== Work instructions ==
In the entries below, find the line containing "the woman's right". Copy it and all lines after it, exactly, through the end.

-- begin Records supplied --

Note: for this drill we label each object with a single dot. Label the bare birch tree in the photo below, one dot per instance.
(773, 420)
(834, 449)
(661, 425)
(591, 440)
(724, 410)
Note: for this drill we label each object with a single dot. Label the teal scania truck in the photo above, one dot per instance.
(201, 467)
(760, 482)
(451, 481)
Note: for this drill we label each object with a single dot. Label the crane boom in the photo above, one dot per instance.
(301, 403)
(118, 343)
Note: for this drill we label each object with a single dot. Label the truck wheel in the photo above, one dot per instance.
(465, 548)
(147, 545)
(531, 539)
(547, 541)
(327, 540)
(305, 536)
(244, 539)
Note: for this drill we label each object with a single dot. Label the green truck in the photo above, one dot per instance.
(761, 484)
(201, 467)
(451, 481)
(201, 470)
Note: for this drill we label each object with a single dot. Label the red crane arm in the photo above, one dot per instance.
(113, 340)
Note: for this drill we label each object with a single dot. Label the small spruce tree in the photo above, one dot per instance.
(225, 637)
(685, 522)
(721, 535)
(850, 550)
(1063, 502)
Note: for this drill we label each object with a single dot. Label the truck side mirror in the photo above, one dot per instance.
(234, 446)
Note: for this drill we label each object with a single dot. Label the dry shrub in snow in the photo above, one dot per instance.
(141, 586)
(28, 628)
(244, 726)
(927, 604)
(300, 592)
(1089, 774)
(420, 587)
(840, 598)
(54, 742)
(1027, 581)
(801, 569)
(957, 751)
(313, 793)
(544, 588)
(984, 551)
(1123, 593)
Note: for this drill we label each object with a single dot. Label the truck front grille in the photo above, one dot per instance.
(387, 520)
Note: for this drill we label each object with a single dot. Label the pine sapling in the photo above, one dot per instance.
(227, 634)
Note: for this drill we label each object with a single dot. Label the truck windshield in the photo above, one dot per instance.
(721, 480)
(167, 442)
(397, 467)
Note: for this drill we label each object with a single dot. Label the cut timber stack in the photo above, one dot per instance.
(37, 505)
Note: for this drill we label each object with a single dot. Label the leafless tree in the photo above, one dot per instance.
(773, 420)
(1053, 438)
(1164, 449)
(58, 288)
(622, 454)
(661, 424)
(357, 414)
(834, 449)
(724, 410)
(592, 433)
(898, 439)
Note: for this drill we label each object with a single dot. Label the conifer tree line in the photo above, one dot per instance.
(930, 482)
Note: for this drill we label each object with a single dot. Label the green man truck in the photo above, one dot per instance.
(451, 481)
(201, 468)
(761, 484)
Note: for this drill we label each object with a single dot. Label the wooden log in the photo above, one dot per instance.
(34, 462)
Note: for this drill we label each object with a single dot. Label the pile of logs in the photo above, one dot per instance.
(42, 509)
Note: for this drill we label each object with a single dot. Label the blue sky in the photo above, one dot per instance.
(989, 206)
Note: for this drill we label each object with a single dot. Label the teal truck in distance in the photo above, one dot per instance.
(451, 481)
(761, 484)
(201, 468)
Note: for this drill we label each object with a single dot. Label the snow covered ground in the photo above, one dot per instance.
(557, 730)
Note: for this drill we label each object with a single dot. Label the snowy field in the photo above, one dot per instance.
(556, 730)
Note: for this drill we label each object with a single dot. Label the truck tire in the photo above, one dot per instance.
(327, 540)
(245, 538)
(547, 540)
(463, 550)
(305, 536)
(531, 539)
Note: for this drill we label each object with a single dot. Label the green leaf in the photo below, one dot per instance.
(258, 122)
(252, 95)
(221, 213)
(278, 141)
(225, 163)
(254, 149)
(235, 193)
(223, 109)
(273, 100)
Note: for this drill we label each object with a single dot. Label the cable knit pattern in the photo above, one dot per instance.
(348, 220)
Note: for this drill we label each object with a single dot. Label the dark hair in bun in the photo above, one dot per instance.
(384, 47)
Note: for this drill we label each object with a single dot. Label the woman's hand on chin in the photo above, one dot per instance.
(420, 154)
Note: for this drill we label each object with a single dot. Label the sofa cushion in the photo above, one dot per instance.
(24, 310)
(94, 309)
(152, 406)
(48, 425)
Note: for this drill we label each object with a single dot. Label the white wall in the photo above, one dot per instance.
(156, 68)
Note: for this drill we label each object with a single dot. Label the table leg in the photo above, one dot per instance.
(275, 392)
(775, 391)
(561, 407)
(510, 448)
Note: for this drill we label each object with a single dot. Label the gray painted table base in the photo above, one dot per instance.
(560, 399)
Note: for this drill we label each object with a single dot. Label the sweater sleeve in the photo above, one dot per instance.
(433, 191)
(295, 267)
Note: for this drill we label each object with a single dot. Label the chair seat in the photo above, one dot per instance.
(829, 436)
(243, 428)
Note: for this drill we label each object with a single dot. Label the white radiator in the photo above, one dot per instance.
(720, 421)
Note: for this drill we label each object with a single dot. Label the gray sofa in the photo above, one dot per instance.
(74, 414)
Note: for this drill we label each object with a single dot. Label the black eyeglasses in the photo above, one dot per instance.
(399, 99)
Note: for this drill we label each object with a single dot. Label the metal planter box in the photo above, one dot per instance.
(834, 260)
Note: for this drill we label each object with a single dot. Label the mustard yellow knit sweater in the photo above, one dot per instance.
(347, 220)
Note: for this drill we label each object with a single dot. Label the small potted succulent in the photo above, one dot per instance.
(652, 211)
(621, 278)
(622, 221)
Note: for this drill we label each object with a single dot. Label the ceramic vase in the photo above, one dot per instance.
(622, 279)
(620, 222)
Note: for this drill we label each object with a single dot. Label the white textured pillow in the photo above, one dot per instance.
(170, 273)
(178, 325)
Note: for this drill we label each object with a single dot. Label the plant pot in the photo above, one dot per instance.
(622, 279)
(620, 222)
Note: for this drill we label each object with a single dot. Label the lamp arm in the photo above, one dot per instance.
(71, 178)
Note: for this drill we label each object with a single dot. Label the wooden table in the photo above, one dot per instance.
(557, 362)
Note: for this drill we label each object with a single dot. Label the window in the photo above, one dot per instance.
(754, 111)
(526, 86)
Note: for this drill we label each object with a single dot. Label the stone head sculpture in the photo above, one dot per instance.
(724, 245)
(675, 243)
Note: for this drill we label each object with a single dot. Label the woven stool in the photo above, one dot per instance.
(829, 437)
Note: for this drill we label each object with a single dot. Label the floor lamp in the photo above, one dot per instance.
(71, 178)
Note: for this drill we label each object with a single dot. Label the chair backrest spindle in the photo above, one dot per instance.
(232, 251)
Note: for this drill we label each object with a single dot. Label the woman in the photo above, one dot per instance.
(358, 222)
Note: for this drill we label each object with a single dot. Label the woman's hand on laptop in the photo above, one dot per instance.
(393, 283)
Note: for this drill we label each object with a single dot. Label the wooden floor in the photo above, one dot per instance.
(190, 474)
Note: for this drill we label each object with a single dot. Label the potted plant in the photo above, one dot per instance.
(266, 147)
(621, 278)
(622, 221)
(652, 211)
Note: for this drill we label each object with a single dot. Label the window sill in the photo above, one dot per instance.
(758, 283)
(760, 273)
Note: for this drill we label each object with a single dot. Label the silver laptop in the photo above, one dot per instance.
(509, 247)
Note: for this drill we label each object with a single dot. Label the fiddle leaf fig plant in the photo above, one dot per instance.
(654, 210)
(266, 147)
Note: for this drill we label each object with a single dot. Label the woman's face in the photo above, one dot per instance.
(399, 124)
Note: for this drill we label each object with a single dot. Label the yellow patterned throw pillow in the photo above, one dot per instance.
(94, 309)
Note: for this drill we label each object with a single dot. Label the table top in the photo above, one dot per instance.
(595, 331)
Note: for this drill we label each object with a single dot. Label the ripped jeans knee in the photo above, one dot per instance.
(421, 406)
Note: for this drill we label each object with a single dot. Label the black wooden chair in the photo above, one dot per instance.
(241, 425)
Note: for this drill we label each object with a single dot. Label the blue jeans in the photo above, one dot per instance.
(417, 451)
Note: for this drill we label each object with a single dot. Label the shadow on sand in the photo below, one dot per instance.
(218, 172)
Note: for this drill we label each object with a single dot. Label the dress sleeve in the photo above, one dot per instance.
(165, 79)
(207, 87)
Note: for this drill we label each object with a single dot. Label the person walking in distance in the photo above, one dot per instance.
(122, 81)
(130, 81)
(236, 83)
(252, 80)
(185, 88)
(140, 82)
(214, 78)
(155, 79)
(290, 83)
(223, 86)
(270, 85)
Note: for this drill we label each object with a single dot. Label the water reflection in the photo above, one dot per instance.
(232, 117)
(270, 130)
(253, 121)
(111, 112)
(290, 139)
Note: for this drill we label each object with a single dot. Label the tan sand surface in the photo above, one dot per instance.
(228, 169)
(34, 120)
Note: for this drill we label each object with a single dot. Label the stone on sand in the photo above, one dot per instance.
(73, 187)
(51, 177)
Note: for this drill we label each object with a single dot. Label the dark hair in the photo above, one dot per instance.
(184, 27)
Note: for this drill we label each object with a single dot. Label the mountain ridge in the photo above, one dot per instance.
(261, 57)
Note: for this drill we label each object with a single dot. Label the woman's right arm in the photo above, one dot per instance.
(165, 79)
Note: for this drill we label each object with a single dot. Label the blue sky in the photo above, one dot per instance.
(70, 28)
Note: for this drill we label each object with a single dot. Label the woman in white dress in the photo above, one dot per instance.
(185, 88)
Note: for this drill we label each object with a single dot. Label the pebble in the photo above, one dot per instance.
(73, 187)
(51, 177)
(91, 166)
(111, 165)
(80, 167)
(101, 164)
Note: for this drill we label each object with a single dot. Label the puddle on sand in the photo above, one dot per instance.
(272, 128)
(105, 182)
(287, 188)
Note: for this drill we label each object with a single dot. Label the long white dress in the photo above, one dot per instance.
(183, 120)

-- end Records supplied --

== Response ==
Note: for this drill we label each object with a single dot. Label the woman's right arm in the photo above, one dot per instance.
(165, 79)
Note: for this drill we label each object with a single dot. Label the blue sky in the photo above, one dot per instance.
(70, 28)
Note: for this drill we label each object with a single dot. Label the woman in white dress in the photo above, one dot per instance.
(185, 88)
Note: for this drill we label each object with a single dot. Label the pebble in the photo above, one dot per instance.
(73, 187)
(51, 177)
(91, 166)
(111, 165)
(80, 167)
(101, 164)
Note: for this drill we label each object with a single dot. Label the puddle on sand in the photo above, one dot per instance.
(272, 128)
(105, 182)
(287, 188)
Note: for this drill we label each object with a single dot. Label the long white dress in the photo above, one dot per instance.
(183, 120)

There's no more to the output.